### What to do
Would you print the whole listing again, word for word?

### Data supplied
- Opening Delimiter -
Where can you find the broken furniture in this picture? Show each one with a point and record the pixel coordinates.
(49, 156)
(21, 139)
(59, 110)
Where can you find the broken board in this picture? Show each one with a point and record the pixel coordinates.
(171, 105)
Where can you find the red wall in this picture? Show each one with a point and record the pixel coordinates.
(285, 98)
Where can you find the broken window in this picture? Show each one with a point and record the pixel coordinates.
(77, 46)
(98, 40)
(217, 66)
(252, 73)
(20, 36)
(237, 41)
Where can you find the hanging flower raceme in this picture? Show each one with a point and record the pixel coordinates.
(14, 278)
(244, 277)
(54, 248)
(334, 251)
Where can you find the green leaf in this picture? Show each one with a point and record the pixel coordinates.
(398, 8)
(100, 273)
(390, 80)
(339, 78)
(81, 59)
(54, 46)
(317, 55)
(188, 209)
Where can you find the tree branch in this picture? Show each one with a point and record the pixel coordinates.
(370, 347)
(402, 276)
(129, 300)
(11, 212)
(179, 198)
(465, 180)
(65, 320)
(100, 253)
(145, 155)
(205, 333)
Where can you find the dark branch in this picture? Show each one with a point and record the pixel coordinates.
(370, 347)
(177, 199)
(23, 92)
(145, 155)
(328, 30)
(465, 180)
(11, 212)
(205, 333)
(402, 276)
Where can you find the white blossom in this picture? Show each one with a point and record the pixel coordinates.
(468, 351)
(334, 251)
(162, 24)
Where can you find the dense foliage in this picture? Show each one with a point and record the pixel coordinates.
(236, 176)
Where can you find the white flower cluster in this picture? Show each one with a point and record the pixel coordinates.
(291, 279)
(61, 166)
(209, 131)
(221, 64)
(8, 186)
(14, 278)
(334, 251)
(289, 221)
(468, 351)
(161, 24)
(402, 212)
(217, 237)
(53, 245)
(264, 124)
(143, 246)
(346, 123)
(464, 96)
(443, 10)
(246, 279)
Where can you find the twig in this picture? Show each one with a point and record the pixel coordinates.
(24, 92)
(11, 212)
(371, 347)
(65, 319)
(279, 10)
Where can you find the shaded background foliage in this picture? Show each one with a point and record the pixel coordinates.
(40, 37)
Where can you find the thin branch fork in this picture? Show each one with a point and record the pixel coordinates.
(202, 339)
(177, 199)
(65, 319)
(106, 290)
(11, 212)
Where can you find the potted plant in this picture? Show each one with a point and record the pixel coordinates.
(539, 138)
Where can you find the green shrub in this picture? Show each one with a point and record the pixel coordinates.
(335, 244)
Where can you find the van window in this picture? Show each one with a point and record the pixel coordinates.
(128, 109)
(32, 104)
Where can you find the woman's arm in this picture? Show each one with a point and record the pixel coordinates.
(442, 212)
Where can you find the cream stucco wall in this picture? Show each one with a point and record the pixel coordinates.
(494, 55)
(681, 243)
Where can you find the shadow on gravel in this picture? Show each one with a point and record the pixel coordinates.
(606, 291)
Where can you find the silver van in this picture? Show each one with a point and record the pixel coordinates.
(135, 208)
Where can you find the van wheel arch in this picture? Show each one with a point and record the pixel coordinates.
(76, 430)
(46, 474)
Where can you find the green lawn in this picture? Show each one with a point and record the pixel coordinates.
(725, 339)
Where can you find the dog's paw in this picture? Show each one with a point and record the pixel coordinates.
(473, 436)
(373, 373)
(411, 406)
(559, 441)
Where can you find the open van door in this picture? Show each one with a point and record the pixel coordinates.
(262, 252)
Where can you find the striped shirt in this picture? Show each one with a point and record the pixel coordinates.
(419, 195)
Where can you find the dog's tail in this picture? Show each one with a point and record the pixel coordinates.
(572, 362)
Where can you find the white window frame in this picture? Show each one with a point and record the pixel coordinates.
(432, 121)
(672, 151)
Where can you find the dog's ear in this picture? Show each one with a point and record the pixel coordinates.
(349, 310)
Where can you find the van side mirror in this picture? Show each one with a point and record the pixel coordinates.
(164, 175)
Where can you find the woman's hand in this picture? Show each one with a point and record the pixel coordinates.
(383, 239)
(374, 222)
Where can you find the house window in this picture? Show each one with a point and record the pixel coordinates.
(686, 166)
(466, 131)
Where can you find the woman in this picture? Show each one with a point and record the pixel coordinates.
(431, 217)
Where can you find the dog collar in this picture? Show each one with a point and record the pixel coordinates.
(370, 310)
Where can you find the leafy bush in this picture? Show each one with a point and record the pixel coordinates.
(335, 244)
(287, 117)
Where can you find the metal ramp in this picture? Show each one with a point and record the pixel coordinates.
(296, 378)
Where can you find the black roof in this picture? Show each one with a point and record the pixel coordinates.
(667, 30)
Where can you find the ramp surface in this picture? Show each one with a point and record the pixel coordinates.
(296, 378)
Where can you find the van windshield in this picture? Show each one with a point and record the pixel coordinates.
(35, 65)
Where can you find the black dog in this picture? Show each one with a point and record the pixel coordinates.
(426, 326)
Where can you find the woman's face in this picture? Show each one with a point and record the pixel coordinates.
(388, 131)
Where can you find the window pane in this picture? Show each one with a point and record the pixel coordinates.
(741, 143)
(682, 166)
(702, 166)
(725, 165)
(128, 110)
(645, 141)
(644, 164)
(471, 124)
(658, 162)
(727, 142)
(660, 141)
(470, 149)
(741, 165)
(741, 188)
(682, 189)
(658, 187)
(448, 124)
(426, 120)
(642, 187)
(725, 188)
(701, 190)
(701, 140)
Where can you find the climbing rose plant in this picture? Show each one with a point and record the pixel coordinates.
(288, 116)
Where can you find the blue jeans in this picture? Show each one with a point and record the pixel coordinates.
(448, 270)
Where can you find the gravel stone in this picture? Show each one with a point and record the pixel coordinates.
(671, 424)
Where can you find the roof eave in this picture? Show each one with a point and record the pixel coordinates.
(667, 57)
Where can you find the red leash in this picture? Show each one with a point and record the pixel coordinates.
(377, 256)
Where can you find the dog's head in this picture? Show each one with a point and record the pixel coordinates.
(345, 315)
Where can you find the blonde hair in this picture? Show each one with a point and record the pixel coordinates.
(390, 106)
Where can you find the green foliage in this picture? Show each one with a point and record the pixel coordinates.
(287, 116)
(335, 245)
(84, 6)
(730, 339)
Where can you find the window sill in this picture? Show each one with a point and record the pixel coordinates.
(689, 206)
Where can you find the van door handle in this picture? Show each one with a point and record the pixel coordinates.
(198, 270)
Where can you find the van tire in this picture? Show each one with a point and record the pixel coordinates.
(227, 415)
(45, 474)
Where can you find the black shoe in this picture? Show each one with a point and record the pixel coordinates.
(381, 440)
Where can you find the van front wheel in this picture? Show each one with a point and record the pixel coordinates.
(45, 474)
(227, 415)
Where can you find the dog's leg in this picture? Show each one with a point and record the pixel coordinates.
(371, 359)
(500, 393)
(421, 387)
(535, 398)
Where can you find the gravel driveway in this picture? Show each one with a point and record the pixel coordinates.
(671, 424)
- Closing Delimiter -
### Answer to the exercise
Where can you find the broken furniture in this picture? Show each one with a point and record the pixel coordinates.
(49, 156)
(21, 139)
(59, 110)
Where can you find the broken board in this picture? Show each one with a point and record the pixel coordinates.
(171, 105)
Where can you find the red wall in this picture? Show each one with a point and record the pixel coordinates.
(285, 98)
Where can you find the broken window in this picture? Show each one with a point and record the pixel coordinates.
(77, 46)
(98, 40)
(217, 66)
(252, 73)
(20, 36)
(237, 41)
Where can you find the hanging flower raceme in this picture? Show each one with a point and record the pixel coordinates.
(14, 278)
(244, 277)
(54, 248)
(334, 251)
Where can you find the green leaf in this picture? Show each one with a point and record the pixel coordinates.
(398, 8)
(100, 273)
(390, 80)
(339, 78)
(81, 59)
(54, 46)
(317, 55)
(188, 209)
Where can you find the tree branch in this picture? Show each one with a point and record the pixel coordinates.
(370, 347)
(402, 276)
(129, 300)
(11, 212)
(179, 198)
(465, 180)
(65, 320)
(100, 253)
(145, 155)
(205, 333)
Where can you find the dark branch in this picture? Show each one with a point and record the pixel coordinates.
(370, 347)
(177, 199)
(23, 92)
(145, 155)
(328, 30)
(465, 180)
(11, 212)
(205, 333)
(402, 276)
Where can you find the white blossom in this picture? Show each one with a point and record the pixel coordinates.
(468, 351)
(334, 251)
(162, 24)
Where can you find the dense foliage in this picture? Show each one with a point and record the pixel coordinates.
(236, 176)
Where can you find the white flower cluster in this picture? Show each one with a point and record the pixel coordinates.
(291, 279)
(61, 166)
(209, 131)
(221, 64)
(8, 186)
(14, 278)
(334, 251)
(289, 221)
(468, 351)
(161, 24)
(402, 212)
(217, 237)
(53, 245)
(264, 124)
(143, 246)
(346, 123)
(464, 96)
(443, 10)
(246, 279)
Where can you find the twig in this picture? Show each one with a point and record the pixel coordinates.
(24, 92)
(11, 212)
(371, 347)
(65, 319)
(279, 10)
Where can you find the shaded background foliage in this picture? Show each one with a point and record the pixel coordinates.
(40, 37)
Where can you find the thin branch fork in this picture? Show each one with a point and record the pixel coordinates.
(202, 339)
(177, 199)
(65, 319)
(106, 290)
(11, 212)
Where can you find the potted plant in this picture? Show each one with a point and record the pixel coordinates.
(539, 138)
Where can you find the green shrub in this picture? Show each one with a point and record the pixel coordinates.
(335, 244)
Where can you find the van window in this picture? Show each one with a point and record the pixel coordinates.
(128, 109)
(32, 104)
Where can you find the woman's arm in this picture? Show each one with a point and record the pixel coordinates.
(442, 212)
Where can you find the cream stucco wall in this picture? Show each one with a point and record the pixel coordinates.
(494, 55)
(681, 243)
Where can you find the shadow on gravel in this picture? Show each one with a point and record the pixel coordinates.
(606, 291)
Where can you find the silver van in this picture? Show each one with a point and record the pixel coordinates.
(135, 208)
Where can you find the van wheel arch in this picture? Show each one with a point and record the pixel coordinates.
(76, 430)
(46, 474)
Where can you find the green lawn in this picture? Show each one with a point and record the pixel coordinates.
(725, 339)
Where can you find the dog's paw in this picture? Show each one with a point and record the pixel coordinates.
(473, 436)
(373, 373)
(411, 406)
(559, 441)
Where can you find the open van door in this picture? Show each one with a point and record the pixel coordinates.
(262, 252)
Where can you find the striped shirt in this picture? Show each one with a point and record the pixel coordinates.
(419, 195)
Where can you find the dog's tail in this picture? Show each one with a point and record the pixel coordinates.
(572, 362)
Where can you find the white window frame in this picture? Show each one with a point and record the pixel coordinates.
(432, 121)
(672, 151)
Where can you find the dog's ear in this picture? Show each one with a point and record the pixel coordinates.
(349, 310)
Where can you find the van side mirror in this picture? Show each one with a point and record the pixel coordinates.
(164, 175)
Where can you find the woman's hand in this picture? Show each one with a point and record the pixel coordinates.
(383, 239)
(374, 222)
Where can you find the house window in this picture? Show each one with a point and record the pixel coordinates.
(686, 166)
(466, 131)
Where can you find the woman in this picture? Show each one with a point and record the pixel coordinates.
(431, 217)
Where can you find the dog collar in this picture? Show each one with a point and record the pixel coordinates.
(370, 310)
Where can you find the leafy bush in this picture? Show each one with a point and record the pixel coordinates.
(335, 244)
(287, 117)
Where can you find the metal ramp in this picture? Show each one with a point and record the pixel coordinates.
(296, 378)
Where can you find the black roof in this picture? Show each one with a point and record the pixel coordinates.
(667, 30)
Where can you find the ramp surface in this picture? Show each one with a point and record the pixel coordinates.
(296, 378)
Where can you find the van windshield in this picture? Show each one with a point and record the pixel coordinates.
(35, 65)
Where can you find the black dog in this picture? Show each one with a point and record the pixel coordinates.
(426, 326)
Where can you find the woman's face in this picture? Show each one with a point and record the pixel coordinates.
(388, 131)
Where can you find the window pane in this picture? Show each one with a point and record the pixel coordinates.
(741, 143)
(682, 166)
(702, 166)
(725, 165)
(128, 110)
(645, 141)
(644, 164)
(471, 124)
(658, 162)
(727, 142)
(660, 141)
(470, 149)
(741, 165)
(741, 188)
(682, 189)
(658, 187)
(448, 124)
(426, 120)
(642, 187)
(725, 188)
(701, 190)
(701, 140)
Where can you find the climbing rose plant in this picture? Show each one with a point and record the pixel coordinates.
(288, 116)
Where can you find the blue jeans in this picture? Show each one with a point and record the pixel coordinates.
(448, 270)
Where can you find the gravel stone in this picture? Show each one with a point and record the pixel coordinates.
(671, 424)
Where can you find the roof eave in this picture? Show each one with a point and record the pixel coordinates.
(667, 57)
Where can you find the red leash in this picture? Show each one with a point and record the pixel coordinates.
(377, 256)
Where can you find the dog's head in this picture? Show each one with a point and record the pixel coordinates.
(345, 315)
Where can you find the blonde hair in this picture? Show each one with a point and record the pixel coordinates.
(390, 106)
Where can you find the green foliage in this picture? Show each one with a point and record the pixel coordinates.
(287, 116)
(335, 245)
(84, 6)
(730, 339)
Where can you find the window sill in this picture? Show each one with a point and record the pixel coordinates.
(689, 206)
Where can you find the van door handle in this picture? Show each one with a point and record the pixel coordinates.
(198, 270)
Where can you find the van tire in this picture? Show each one with a point and record the pixel coordinates.
(227, 415)
(45, 474)
Where can you find the black shoe in this picture? Show each one with a point and record the pixel coordinates.
(381, 440)
Where can you find the van front wheel in this picture? Show each one with a point and record the pixel coordinates.
(45, 474)
(227, 415)
Where can you find the dog's leg in this picture? Show each one with a point and record the pixel coordinates.
(371, 359)
(500, 393)
(421, 387)
(535, 398)
Where can you find the gravel driveway in this picture? Show each one with a point and record the pixel coordinates.
(671, 424)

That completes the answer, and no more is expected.